SHORT TASK:
From the AlphaZero self-play training text below, return word for word the part that opens with the words containing "# !curl --proto" and closes with "path = Path.cwd()".

TEXT SEGMENT:
※
# AlphaZero Self-Play Training

Train agents through self-play, optionally starting from a BC checkpoint.

[![Open In Colab](https://colab.research.google.com/assets/colab-badge.svg)](https://colab.research.google.com/github/christianwissmann85/ai-cardgame/blob/master/notebooks/05_alphazero_training.ipynb)

In [None]:
# Colab setup (uncomment if needed)
# !curl --proto '=https' --tlsv1.2 -sSf https://sh.rustup.rs | sh -s -- -y
# import os; os.environ['PATH'] = f"{os.environ['HOME']}/.cargo/bin:{os.environ['PATH']}"
# !pip install git+https://github.com/christianwissmann85/ai-cardgame.git

In [None]:
# Setup: Change to repo root directory (required for data files)
import os
from pathlib import Path


def find_repo_root():
    path = Path.cwd()
    while path != path.parent:
        if (path / 'data' / 'cards').exists():
            return path
        path = path.parent
    return None

repo_root = find_repo_root()
if repo_root:
    os.chdir(repo_root)
    print(f"Working directory: {os.getcwd()}")
else:
    print("Warning: Could not find repo root.")

In [None]:
import random
from collections import deque
from dataclasses import dataclass

import numpy as np
import torch
import torch.nn as nn
import torch.nn.functional as F
from tqdm.auto import tqdm

## 1. Network Architecture

Same architecture as BC - shared backbone with policy and value heads.

In [None]:
class ResidualBlock(nn.Module):
    def __init__(self, hidden_dim: int):
        super().__init__()
        self.fc1 = nn.Linear(hidden_dim, hidden_dim)
        self.fc2 = nn.Linear(hidden_dim, hidden_dim)
        self.ln1 = nn.LayerNorm(hidden_dim)
        self.ln2 = nn.LayerNorm(hidden_dim)

    def forward(self, x):
        residual = x
        x = self.ln1(x)
        x = F.relu(self.fc1(x))
        x = self.ln2(x)
        x = self.fc2(x)
        return F.relu(x + residual)


class AlphaZeroNetwork(nn.Module):
    def __init__(self, obs_dim=326, action_dim=256, hidden_dim=256, num_blocks=4):
        super().__init__()
※
GIVEN DATA:
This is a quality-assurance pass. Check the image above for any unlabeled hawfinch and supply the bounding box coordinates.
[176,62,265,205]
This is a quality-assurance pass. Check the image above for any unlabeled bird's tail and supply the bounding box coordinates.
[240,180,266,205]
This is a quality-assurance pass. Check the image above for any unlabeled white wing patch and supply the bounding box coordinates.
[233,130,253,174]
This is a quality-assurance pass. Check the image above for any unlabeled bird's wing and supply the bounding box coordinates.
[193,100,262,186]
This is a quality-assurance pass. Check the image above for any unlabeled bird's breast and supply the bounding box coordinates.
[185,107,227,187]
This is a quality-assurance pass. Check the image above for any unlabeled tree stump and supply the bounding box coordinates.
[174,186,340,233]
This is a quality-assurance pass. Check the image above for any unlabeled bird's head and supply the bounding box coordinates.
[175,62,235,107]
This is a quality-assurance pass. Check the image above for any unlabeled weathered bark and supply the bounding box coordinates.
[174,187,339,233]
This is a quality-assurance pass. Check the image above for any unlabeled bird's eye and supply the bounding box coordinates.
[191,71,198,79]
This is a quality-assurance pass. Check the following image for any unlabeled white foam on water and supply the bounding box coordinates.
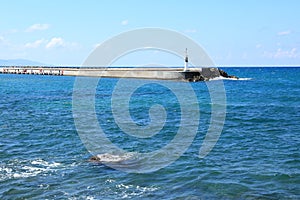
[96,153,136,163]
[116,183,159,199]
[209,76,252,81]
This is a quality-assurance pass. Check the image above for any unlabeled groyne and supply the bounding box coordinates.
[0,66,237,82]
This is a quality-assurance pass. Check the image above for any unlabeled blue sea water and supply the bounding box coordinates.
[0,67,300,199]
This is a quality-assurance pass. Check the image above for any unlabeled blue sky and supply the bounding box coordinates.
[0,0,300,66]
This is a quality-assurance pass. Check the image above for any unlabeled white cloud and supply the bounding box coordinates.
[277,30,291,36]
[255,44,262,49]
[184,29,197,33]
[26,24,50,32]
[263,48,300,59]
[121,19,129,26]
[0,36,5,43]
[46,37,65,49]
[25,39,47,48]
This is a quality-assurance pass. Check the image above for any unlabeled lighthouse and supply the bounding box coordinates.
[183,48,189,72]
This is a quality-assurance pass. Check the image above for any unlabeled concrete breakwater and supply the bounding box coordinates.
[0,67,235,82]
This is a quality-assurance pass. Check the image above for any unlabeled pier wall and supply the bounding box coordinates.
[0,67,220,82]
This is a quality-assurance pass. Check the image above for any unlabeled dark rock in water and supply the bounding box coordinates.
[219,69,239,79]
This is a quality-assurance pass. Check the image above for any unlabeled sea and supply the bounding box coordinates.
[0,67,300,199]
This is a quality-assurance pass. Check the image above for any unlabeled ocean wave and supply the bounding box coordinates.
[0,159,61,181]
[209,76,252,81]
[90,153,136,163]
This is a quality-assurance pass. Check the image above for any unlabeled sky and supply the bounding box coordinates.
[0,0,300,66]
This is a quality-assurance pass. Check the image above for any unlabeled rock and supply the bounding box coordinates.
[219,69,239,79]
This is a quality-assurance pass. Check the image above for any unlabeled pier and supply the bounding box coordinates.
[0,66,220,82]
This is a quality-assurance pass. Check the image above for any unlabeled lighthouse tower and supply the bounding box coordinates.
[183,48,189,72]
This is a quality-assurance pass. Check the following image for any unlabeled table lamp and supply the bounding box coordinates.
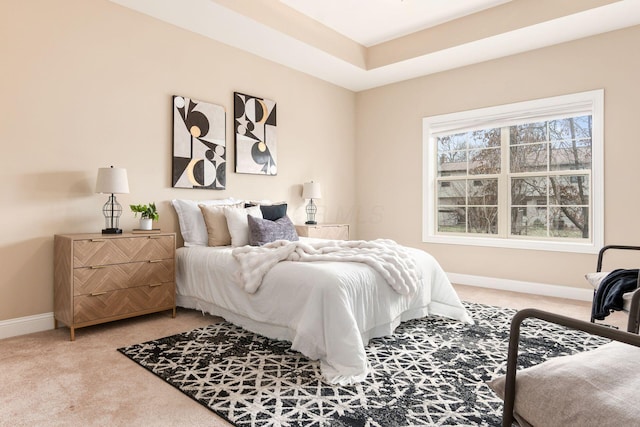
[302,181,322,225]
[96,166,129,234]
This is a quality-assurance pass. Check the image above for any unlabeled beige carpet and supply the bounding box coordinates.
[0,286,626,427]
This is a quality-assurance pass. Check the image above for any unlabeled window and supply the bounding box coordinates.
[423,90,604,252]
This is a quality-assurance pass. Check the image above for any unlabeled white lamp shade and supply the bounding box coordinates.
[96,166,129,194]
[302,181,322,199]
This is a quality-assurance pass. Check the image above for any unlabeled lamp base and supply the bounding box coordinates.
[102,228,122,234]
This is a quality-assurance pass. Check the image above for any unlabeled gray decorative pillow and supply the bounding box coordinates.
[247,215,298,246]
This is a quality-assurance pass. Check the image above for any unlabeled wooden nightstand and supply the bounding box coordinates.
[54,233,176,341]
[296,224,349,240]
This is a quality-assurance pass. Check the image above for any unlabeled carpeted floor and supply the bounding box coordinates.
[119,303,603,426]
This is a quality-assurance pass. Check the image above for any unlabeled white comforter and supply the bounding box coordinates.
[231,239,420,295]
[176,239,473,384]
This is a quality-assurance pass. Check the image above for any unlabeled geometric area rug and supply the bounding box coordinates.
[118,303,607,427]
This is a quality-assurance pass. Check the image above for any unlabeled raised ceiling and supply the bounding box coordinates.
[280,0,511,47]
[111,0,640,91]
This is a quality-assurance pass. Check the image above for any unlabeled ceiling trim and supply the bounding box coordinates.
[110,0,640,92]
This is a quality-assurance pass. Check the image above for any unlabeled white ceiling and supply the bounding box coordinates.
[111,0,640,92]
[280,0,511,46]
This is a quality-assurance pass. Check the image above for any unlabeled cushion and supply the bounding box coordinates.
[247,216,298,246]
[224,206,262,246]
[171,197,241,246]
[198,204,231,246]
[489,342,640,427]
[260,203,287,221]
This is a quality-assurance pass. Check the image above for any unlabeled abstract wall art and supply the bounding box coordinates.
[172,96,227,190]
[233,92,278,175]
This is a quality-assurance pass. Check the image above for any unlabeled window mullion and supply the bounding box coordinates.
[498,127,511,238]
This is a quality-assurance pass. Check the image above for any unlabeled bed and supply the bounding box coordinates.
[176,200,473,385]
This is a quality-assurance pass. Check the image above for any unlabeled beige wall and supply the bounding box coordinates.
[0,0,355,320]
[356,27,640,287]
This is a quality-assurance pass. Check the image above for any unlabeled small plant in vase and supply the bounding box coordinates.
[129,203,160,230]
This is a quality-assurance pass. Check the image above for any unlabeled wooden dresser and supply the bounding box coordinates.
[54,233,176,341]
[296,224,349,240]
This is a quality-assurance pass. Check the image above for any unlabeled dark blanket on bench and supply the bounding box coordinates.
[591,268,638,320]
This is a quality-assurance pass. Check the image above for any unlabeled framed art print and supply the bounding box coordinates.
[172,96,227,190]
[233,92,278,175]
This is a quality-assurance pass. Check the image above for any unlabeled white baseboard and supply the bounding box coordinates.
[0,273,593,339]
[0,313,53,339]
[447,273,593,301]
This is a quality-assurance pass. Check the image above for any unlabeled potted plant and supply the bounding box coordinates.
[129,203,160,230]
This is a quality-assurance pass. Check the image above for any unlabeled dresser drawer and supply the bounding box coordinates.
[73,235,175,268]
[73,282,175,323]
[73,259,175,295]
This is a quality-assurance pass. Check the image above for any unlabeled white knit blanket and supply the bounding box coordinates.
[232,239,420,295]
※
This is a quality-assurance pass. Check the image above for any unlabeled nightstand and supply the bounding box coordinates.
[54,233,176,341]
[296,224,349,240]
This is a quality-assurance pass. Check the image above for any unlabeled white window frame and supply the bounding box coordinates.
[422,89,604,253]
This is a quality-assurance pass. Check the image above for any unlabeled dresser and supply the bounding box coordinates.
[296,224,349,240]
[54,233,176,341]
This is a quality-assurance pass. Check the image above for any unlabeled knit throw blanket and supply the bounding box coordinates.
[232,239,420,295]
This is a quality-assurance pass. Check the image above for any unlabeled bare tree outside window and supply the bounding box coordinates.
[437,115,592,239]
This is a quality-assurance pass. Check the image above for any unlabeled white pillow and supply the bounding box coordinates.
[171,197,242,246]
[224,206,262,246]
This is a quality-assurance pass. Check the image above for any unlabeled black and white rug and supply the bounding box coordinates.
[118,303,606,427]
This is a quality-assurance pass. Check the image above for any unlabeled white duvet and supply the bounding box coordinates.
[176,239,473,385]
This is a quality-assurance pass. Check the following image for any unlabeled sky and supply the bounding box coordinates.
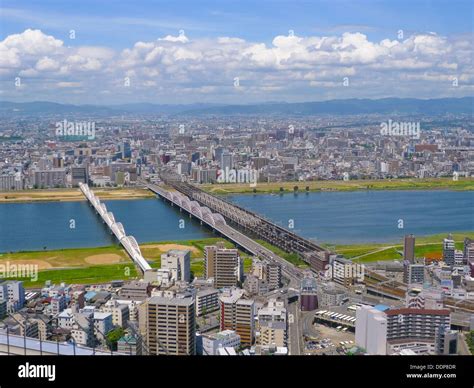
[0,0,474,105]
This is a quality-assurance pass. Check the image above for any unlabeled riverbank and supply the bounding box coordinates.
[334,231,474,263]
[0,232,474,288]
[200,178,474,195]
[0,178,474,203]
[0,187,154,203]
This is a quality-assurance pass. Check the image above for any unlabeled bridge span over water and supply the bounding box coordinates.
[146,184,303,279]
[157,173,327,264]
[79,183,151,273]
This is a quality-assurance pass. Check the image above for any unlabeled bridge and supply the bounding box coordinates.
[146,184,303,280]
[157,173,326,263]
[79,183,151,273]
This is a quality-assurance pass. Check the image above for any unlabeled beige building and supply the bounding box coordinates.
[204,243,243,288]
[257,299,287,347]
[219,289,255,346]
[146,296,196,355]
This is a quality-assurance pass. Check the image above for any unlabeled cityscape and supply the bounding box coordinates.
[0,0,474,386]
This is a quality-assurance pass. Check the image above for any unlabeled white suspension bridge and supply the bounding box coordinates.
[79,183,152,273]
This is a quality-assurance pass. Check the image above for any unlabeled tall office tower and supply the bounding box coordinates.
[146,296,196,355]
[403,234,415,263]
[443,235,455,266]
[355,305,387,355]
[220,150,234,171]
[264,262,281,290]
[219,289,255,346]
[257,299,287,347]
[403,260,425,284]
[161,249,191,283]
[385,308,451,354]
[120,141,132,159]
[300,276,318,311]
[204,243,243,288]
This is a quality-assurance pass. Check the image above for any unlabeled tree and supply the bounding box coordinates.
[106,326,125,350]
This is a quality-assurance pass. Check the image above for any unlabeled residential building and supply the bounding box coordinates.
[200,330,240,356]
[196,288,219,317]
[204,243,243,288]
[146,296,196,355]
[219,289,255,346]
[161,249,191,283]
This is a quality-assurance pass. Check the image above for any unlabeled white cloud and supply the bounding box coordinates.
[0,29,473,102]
※
ANSWER IN FULL:
# !curl --proto '=https' --tlsv1.2 -sSf https://sh.rustup.rs | sh -s -- -y
# import os; os.environ['PATH'] = f"{os.environ['HOME']}/.cargo/bin:{os.environ['PATH']}"
# !pip install git+https://github.com/christianwissmann85/ai-cardgame.git

In [None]:
# Setup: Change to repo root directory (required for data files)
import os
from pathlib import Path


def find_repo_root():
    path = Path.cwd()